::: DATA TO USE
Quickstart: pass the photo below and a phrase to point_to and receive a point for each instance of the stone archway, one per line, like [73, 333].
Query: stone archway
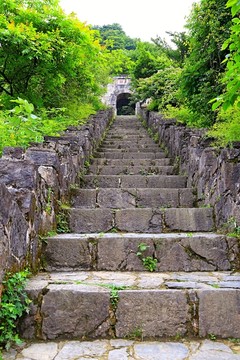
[124, 105]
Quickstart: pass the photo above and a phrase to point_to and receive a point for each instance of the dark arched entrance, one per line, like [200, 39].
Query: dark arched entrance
[124, 105]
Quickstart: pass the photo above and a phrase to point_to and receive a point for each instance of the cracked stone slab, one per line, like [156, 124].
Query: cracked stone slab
[155, 313]
[139, 220]
[156, 351]
[124, 349]
[219, 312]
[131, 170]
[189, 219]
[131, 162]
[90, 220]
[117, 251]
[74, 311]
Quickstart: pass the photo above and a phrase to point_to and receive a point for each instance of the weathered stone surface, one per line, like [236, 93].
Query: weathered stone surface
[167, 181]
[77, 349]
[37, 179]
[189, 219]
[219, 313]
[154, 313]
[86, 198]
[158, 198]
[163, 351]
[214, 351]
[174, 252]
[116, 198]
[91, 220]
[215, 174]
[70, 253]
[74, 311]
[131, 162]
[138, 220]
[131, 170]
[41, 351]
[95, 181]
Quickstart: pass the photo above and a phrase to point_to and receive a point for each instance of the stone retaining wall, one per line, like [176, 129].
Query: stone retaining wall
[33, 184]
[214, 172]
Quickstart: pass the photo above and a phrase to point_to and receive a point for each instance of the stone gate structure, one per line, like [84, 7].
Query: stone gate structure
[118, 94]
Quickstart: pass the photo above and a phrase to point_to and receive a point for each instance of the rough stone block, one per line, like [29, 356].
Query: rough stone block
[166, 181]
[157, 198]
[116, 198]
[91, 220]
[155, 313]
[84, 198]
[75, 311]
[138, 220]
[189, 219]
[219, 313]
[67, 252]
[104, 181]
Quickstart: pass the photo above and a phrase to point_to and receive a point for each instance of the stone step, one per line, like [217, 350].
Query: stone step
[116, 304]
[130, 155]
[127, 137]
[131, 170]
[141, 220]
[131, 162]
[127, 143]
[134, 181]
[118, 252]
[132, 198]
[119, 349]
[133, 148]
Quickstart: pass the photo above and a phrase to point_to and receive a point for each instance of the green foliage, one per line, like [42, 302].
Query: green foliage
[183, 115]
[149, 262]
[48, 57]
[208, 26]
[113, 37]
[181, 50]
[20, 125]
[14, 304]
[63, 218]
[226, 130]
[161, 87]
[231, 93]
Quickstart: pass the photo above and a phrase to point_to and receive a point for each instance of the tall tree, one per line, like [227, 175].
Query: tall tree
[208, 25]
[46, 56]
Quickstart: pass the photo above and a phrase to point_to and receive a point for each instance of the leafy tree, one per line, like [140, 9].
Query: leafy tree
[180, 40]
[208, 26]
[231, 79]
[46, 56]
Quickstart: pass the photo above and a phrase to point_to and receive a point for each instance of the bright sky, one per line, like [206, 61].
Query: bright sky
[139, 19]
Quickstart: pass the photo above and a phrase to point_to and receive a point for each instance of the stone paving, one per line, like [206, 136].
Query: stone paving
[122, 349]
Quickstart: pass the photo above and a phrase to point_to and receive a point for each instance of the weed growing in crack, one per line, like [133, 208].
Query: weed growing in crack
[136, 334]
[149, 262]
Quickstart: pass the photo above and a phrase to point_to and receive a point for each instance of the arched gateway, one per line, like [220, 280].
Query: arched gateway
[118, 96]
::::::
> _YOUR OBJECTIVE_
Write out the whole listing above exactly; do not include the pictures.

> _YOUR SOLUTION_
Quickstart: pass the photo below and a phrase to point_to and receive a point for each instance of the stone archway, one per line, like [73, 333].
Query: stone archway
[124, 105]
Quickstart: pass the photo above and a phrase to point_to and receive a point for each instance of the dark arched entrance, one per line, like [200, 39].
Query: dark arched entrance
[124, 105]
Quickstart: pass the photo above and a phrase to point_to and receive a point for each instance of the cracked stone slab, one per line, like [156, 124].
Query: cracked stone slab
[155, 313]
[139, 220]
[156, 351]
[124, 349]
[219, 312]
[131, 170]
[189, 219]
[131, 162]
[90, 220]
[117, 251]
[74, 311]
Quickstart: pass the photo above and a phrase to point_to and receive a point for each instance of the weathered stone surface, one per line, like [236, 93].
Query: weathered stone surface
[167, 181]
[77, 349]
[37, 179]
[189, 219]
[219, 313]
[154, 313]
[86, 198]
[158, 198]
[163, 351]
[214, 351]
[174, 252]
[116, 198]
[91, 220]
[215, 174]
[70, 253]
[74, 311]
[131, 162]
[138, 220]
[131, 170]
[41, 351]
[95, 181]
Quickstart: pass the photo above and a phrase to point_to and receive a point for each instance of the stone retaining wall, one per line, like [176, 129].
Query: stone retaining wall
[33, 184]
[214, 172]
Quickstart: pass the photo above and a phrase to point_to and receive a point for each instance of the stone gate structure, one per line, like [84, 7].
Query: stone gate structure
[118, 94]
Quickstart: pass the photo above and a phrase to point_to and receive a point for each instance of the rough stone block, one per line, like [29, 356].
Query: rough stone block
[166, 181]
[157, 198]
[116, 198]
[91, 220]
[155, 313]
[84, 198]
[75, 311]
[138, 220]
[189, 219]
[219, 313]
[67, 252]
[104, 181]
Quickstart: pass the photo above and a phrase to point_to and receive a point for each instance of the stone step, one per line, like [217, 350].
Query: stone step
[116, 304]
[130, 155]
[127, 137]
[131, 170]
[141, 220]
[131, 162]
[127, 143]
[134, 181]
[118, 252]
[132, 198]
[119, 349]
[133, 148]
Quickstart: pass the photo above and a phrase to point_to and receive a point for each instance of the green foliage, one per line, like [42, 302].
Query: green foliage
[183, 115]
[149, 262]
[48, 57]
[208, 26]
[113, 37]
[181, 50]
[20, 125]
[14, 304]
[63, 218]
[226, 130]
[161, 87]
[231, 93]
Quickstart: pass the photo above and a phrase to point_to and receive a point for each instance of the tall tree, one per line, like [227, 175].
Query: tall tree
[208, 25]
[46, 56]
Quickstart: pass the photo above and a phrase to point_to and receive a point for each instance of the leafy tree, one per line, like [140, 9].
Query: leafy tree
[180, 40]
[208, 26]
[231, 79]
[46, 56]
Quickstart: pass the photo above and a phrase to point_to and receive a point for each instance of the bright sky, one per line, like [206, 61].
Query: bright sky
[139, 19]
Quickstart: pass the photo above and a phrase to point_to and receive a point for each instance of the stone paving, one per line, like [206, 136].
Query: stone paving
[122, 349]
Quickstart: pass the photo above and a phrase to point_to and receive a point for each instance of the weed growing in crack, one per line, like [133, 208].
Query: weed growing in crack
[136, 334]
[149, 262]
Quickstart: pass the photo above and a phrase to point_to and receive a point for each instance of the arched gateway, one per line, like [220, 280].
Query: arched gateway
[118, 96]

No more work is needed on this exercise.